= Exercise =
Return the passage on South Korea's industrial strategy word for word, with nothing changed.

= Text under study =

While other governments are ramping up spending to revive their economies, South Korea wants to leverage stimulus to improve its competitive position, particularly vis-a-vis China. The country’s policymakers and business leaders have a history of working together to stake out key positions in global supply chains, often by claiming territory ceded by other countries.

Cars are a case in point. In the 1980s, when automakers in Japan and Germany went upscale, partly in response to U.S. import quotas, South Korean peers such as Hyundai Motor Co. stuck with making small, affordable, fuel-efficient cars that slowly but surely accumulated market share as their reliability improved. Something similar happened with memory chips. As makers of semiconductors in the U.S. and Japan migrated away from what had become a low-margins segment, South Korean companies like Samsung Electronics Co. and SK Hynix Inc. moved in. Both profited greatly from the surge in demand for memory chips when sales of mobile phones took off.

More recently, China has muscled into industries where South Korea is strong, including TVs, semiconductors, mobile phones, and shipbuilding. China’s leadership is also doling out generous incentives as part of a plan to achieve dominance in leading-edge sectors such as artificial intelligence and alternative fuel vehicles by 2025.

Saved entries

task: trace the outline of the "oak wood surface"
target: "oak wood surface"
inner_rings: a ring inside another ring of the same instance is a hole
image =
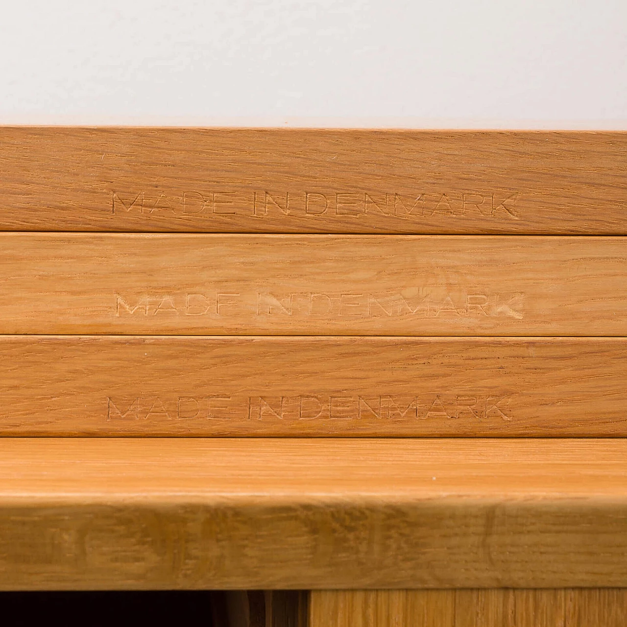
[[[0,588],[627,584],[627,441],[0,440]]]
[[[627,335],[627,239],[0,234],[4,334]]]
[[[627,133],[0,128],[0,229],[627,234]]]
[[[0,336],[0,434],[627,435],[627,339]]]
[[[624,588],[314,590],[309,627],[623,627]]]

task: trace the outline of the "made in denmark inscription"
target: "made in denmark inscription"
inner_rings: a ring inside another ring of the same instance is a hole
[[[107,397],[107,420],[421,421],[512,419],[514,394],[309,394]]]
[[[521,293],[448,293],[437,288],[385,292],[222,292],[114,295],[116,317],[249,315],[265,317],[522,319]]]
[[[520,218],[518,191],[413,193],[310,191],[111,191],[115,215],[367,218]]]

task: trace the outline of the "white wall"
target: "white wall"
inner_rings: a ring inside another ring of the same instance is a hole
[[[627,0],[0,3],[5,124],[627,129]]]

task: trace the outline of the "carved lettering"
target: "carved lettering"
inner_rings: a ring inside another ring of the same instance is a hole
[[[323,219],[329,220],[333,216],[377,221],[520,219],[521,192],[518,191],[196,189],[115,189],[108,193],[108,204],[114,215],[131,214],[147,219],[164,214],[203,219],[234,215],[261,219],[279,216],[288,219],[325,216]]]
[[[114,421],[255,421],[283,423],[298,421],[374,421],[411,423],[436,421],[465,423],[511,422],[508,393],[361,394],[276,393],[253,396],[189,394],[107,397],[105,419]]]

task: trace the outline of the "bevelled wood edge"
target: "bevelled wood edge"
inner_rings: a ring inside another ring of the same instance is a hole
[[[0,230],[627,233],[622,131],[0,127]]]
[[[5,439],[0,588],[624,587],[626,460],[622,440]]]

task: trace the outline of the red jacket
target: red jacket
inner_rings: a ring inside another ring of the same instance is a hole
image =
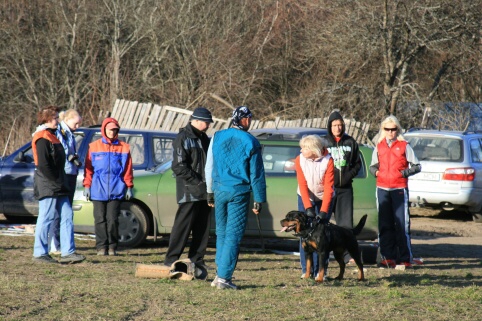
[[[104,119],[102,138],[89,144],[85,158],[83,185],[90,187],[90,197],[94,201],[123,199],[127,187],[134,186],[129,144],[117,137],[109,139],[105,135],[108,123],[119,126],[114,118]]]
[[[406,141],[396,140],[388,147],[384,139],[377,145],[378,175],[377,186],[382,188],[407,188],[408,179],[402,176],[401,171],[408,168]]]

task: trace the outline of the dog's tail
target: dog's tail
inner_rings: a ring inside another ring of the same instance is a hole
[[[363,230],[363,227],[365,226],[365,223],[367,221],[367,214],[363,215],[363,217],[360,219],[360,222],[358,222],[358,225],[352,229],[353,235],[358,235],[361,233],[361,230]]]

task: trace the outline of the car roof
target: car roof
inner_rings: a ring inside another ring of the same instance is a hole
[[[456,131],[456,130],[436,130],[436,129],[410,129],[406,133],[404,133],[404,136],[410,137],[410,136],[452,136],[452,137],[458,137],[462,139],[464,136],[471,135],[471,134],[477,134],[481,135],[482,132],[474,132],[474,131]]]
[[[100,131],[100,125],[95,125],[95,126],[90,126],[90,127],[80,127],[77,129],[78,131],[95,131],[98,132]],[[131,133],[131,134],[136,134],[136,133],[152,133],[152,134],[162,134],[164,136],[176,136],[177,133],[175,132],[170,132],[166,130],[152,130],[152,129],[133,129],[133,128],[122,128],[120,129],[120,133]]]
[[[300,140],[305,135],[326,136],[328,134],[326,128],[305,127],[259,128],[249,132],[259,140]]]

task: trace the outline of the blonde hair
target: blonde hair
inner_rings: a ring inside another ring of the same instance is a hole
[[[300,147],[301,148],[308,148],[312,151],[317,157],[321,157],[323,155],[325,145],[323,144],[323,140],[318,135],[307,135],[303,136],[300,140]]]
[[[385,131],[385,126],[388,125],[388,124],[393,124],[395,126],[397,126],[397,140],[400,140],[400,141],[404,141],[405,138],[403,138],[403,135],[402,135],[402,126],[400,125],[400,122],[398,121],[397,117],[393,116],[393,115],[390,115],[388,116],[387,118],[385,118],[382,123],[380,124],[380,132],[378,133],[379,137],[378,137],[378,142],[380,143],[381,141],[383,141],[386,136],[387,136],[387,132]]]
[[[59,113],[59,118],[61,121],[66,121],[75,117],[80,117],[80,114],[77,110],[75,109],[67,109],[65,111],[61,111]],[[80,117],[82,118],[82,117]]]

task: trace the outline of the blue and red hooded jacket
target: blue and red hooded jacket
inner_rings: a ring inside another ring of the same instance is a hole
[[[109,139],[105,134],[107,124],[119,123],[114,118],[102,122],[102,138],[89,144],[85,158],[84,187],[90,187],[93,201],[123,199],[127,188],[134,187],[132,158],[129,144],[118,139],[118,134]]]

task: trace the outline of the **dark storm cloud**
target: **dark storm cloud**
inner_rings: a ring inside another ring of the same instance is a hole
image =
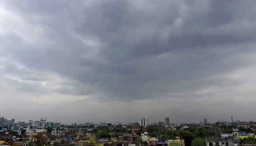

= Task output =
While other governments are ramping up spending to revive their economies, South Korea wants to leverage stimulus to improve its competitive position, particularly vis-a-vis China. The country’s policymakers and business leaders have a history of working together to stake out key positions in global supply chains, often by claiming territory ceded by other countries.

Cars are a case in point. In the 1980s, when automakers in Japan and Germany went upscale, partly in response to U.S. import quotas, South Korean peers such as Hyundai Motor Co. stuck with making small, affordable, fuel-efficient cars that slowly but surely accumulated market share as their reliability improved. Something similar happened with memory chips. As makers of semiconductors in the U.S. and Japan migrated away from what had become a low-margins segment, South Korean companies like Samsung Electronics Co. and SK Hynix Inc. moved in. Both profited greatly from the surge in demand for memory chips when sales of mobile phones took off.

More recently, China has muscled into industries where South Korea is strong, including TVs, semiconductors, mobile phones, and shipbuilding. China’s leadership is also doling out generous incentives as part of a plan to achieve dominance in leading-edge sectors such as artificial intelligence and alternative fuel vehicles by 2025.